··· DATA SHOWN
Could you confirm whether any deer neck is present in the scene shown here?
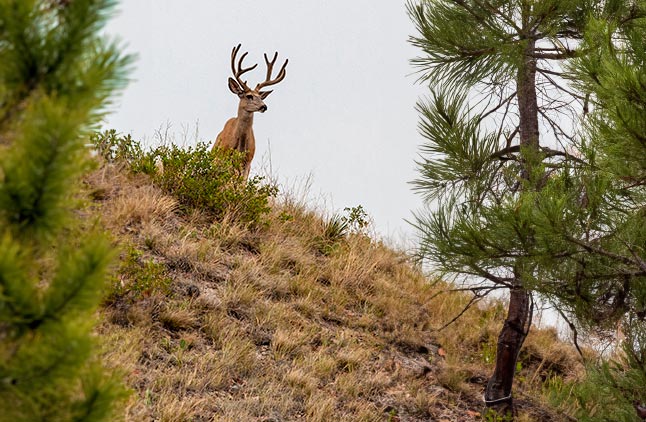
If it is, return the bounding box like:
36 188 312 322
235 107 253 151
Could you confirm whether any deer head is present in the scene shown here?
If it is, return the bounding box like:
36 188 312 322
229 44 289 113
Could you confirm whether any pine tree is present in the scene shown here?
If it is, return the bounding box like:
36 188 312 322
0 0 130 421
408 0 636 414
538 11 646 421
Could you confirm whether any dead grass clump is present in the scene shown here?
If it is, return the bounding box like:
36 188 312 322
88 160 568 422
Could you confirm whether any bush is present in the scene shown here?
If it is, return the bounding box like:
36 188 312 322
92 130 278 224
105 247 171 304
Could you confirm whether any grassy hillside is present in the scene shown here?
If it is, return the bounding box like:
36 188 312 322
84 138 581 422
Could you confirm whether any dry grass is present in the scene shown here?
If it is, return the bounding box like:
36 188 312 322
88 161 578 421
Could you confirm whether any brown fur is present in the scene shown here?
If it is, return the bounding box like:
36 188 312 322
213 44 287 180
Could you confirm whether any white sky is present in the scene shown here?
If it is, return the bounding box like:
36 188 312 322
107 0 427 240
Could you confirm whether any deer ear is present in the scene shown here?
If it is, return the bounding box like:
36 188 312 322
229 78 244 96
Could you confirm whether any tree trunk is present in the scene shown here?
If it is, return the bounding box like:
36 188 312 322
485 22 539 417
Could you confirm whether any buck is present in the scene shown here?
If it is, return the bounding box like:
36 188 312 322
213 44 288 180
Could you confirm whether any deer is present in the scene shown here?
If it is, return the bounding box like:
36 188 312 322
213 44 289 181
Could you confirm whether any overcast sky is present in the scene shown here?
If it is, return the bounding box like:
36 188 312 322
107 0 426 244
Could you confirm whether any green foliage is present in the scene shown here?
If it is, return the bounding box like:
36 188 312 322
547 322 646 422
106 247 172 303
342 205 370 234
92 130 278 225
0 0 131 422
542 9 646 421
314 205 370 255
151 143 278 224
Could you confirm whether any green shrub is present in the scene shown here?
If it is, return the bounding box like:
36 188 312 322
106 247 171 303
92 130 278 224
153 143 278 223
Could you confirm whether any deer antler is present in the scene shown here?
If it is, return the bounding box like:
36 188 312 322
231 44 258 91
256 52 289 91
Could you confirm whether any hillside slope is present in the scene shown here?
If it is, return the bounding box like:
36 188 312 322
85 160 580 422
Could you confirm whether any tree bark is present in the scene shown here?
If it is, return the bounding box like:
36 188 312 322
485 15 540 417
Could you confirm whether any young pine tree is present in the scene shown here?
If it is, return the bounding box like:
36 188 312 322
538 11 646 421
0 0 130 421
408 0 632 414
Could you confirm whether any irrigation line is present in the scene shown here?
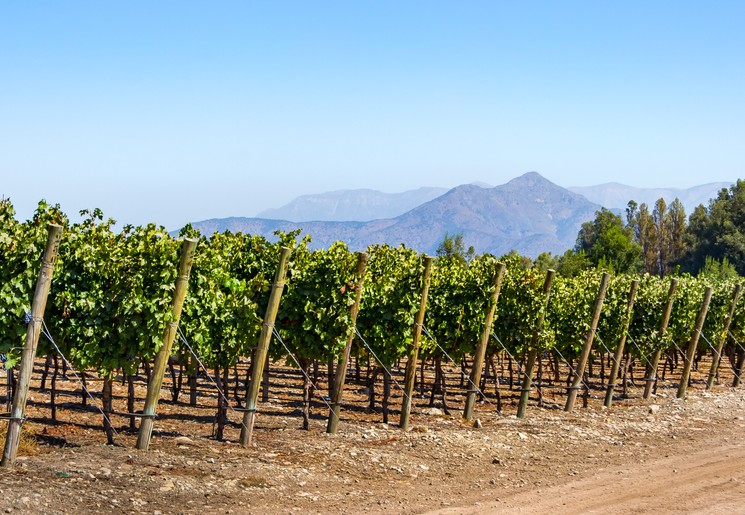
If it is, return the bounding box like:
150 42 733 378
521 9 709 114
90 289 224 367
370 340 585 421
176 326 248 431
41 318 119 435
354 326 411 406
420 324 494 406
626 331 657 370
727 329 745 351
491 331 533 381
272 327 334 413
551 347 590 392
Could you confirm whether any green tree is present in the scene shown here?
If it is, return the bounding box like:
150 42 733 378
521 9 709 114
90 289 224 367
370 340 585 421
575 208 641 273
436 232 476 263
682 179 745 275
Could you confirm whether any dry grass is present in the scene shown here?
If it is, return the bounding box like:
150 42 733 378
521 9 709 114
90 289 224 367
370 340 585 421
0 423 41 456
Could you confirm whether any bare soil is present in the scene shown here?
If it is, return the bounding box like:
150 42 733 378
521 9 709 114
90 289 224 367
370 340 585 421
0 362 745 514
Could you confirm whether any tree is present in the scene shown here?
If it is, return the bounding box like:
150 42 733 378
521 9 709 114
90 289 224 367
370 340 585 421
575 209 643 273
435 232 476 264
682 179 745 275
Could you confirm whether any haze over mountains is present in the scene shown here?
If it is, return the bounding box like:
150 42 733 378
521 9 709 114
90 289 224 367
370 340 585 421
193 172 729 257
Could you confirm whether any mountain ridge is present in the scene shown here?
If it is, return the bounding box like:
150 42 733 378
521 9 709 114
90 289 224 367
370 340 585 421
192 172 600 257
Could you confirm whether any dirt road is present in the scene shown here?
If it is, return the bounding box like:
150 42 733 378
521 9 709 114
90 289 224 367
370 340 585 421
433 442 745 515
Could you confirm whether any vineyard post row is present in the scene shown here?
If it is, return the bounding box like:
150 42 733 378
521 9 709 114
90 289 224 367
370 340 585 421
564 272 610 412
326 252 367 434
706 283 742 391
463 262 505 420
678 286 714 399
0 224 62 467
642 277 678 400
240 247 291 446
398 256 432 430
605 279 639 408
517 270 556 418
137 238 197 450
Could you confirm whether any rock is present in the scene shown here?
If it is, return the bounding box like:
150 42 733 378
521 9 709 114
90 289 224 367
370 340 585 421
422 408 443 416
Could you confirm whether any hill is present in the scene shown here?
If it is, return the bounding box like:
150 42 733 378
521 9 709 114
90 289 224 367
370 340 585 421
193 172 600 257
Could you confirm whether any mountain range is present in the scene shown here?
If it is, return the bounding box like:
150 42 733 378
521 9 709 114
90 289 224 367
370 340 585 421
193 172 600 257
192 172 729 257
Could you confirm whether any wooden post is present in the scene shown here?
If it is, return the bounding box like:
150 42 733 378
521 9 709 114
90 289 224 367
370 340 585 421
706 284 742 390
326 252 367 434
398 256 432 429
643 277 678 400
240 247 292 446
136 238 197 451
517 269 556 418
1 224 62 467
605 279 639 408
564 272 610 412
463 263 505 420
678 286 713 399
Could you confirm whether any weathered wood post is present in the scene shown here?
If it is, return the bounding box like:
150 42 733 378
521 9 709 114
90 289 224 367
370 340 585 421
564 272 610 412
326 252 367 434
678 286 713 399
136 238 197 451
463 263 505 420
517 270 556 418
1 224 62 467
706 284 742 390
240 247 292 446
642 277 678 399
399 256 432 429
605 279 639 408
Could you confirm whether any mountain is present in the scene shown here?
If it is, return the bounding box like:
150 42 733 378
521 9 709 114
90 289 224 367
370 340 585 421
568 182 732 215
193 172 600 257
257 188 447 222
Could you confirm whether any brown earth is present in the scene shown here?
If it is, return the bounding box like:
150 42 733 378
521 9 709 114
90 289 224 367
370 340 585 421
0 363 745 514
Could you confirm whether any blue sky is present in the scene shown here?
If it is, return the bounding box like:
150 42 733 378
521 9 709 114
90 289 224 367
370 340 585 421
0 0 745 229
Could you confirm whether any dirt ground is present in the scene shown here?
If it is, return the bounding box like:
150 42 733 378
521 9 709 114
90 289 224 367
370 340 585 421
0 363 745 514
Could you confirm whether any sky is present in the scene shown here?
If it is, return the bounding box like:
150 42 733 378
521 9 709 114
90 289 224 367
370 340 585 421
0 0 745 229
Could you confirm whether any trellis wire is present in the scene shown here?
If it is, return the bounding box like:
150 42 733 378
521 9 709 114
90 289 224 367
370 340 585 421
354 326 410 406
176 326 248 431
41 318 119 435
272 327 334 412
420 324 494 406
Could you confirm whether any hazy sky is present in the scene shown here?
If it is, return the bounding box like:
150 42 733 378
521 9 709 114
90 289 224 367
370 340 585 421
0 0 745 229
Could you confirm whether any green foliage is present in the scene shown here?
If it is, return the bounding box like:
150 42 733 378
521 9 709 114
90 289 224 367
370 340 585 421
682 180 745 275
575 208 641 273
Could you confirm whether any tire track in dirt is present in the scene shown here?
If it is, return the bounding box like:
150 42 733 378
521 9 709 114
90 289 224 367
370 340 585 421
431 442 745 515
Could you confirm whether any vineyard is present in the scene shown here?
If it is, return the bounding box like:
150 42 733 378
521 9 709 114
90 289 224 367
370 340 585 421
0 201 745 510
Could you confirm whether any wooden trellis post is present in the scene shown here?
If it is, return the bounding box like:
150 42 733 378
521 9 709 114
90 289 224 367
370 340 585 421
326 252 367 433
240 247 292 446
605 279 639 408
643 277 678 400
399 256 432 429
678 286 713 399
137 238 197 451
463 263 505 420
517 270 556 418
706 284 742 390
564 272 610 412
1 224 62 467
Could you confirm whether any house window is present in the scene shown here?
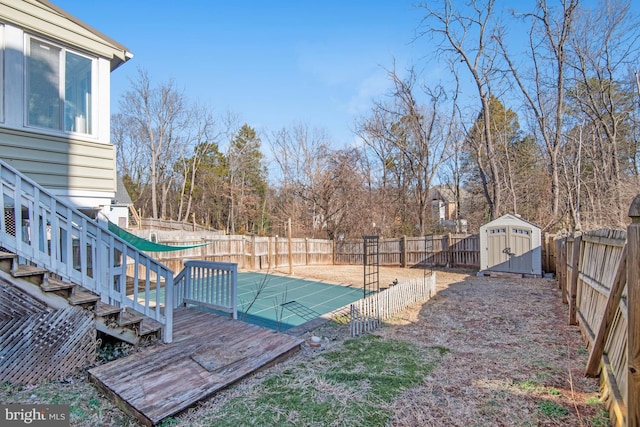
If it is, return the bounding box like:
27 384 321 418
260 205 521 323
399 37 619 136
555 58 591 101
27 38 94 134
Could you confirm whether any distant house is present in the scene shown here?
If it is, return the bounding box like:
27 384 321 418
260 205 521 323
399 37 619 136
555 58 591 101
······
→ TASK STATEMENT: Please copy the data from the line with "Could you confirm whether any mountain range" to the line with "192 172 729 257", and shift every bounding box coordinate in the answers up by 31, leaving the requests and their sample coordinates unchanged.

→ TASK ANSWER:
Could you confirm whether any mountain range is present in the scene shown here?
If it is, return the bounding box like:
150 42 733 378
521 9 709 114
90 289 224 367
370 340 585 421
224 203 631 288
223 203 760 288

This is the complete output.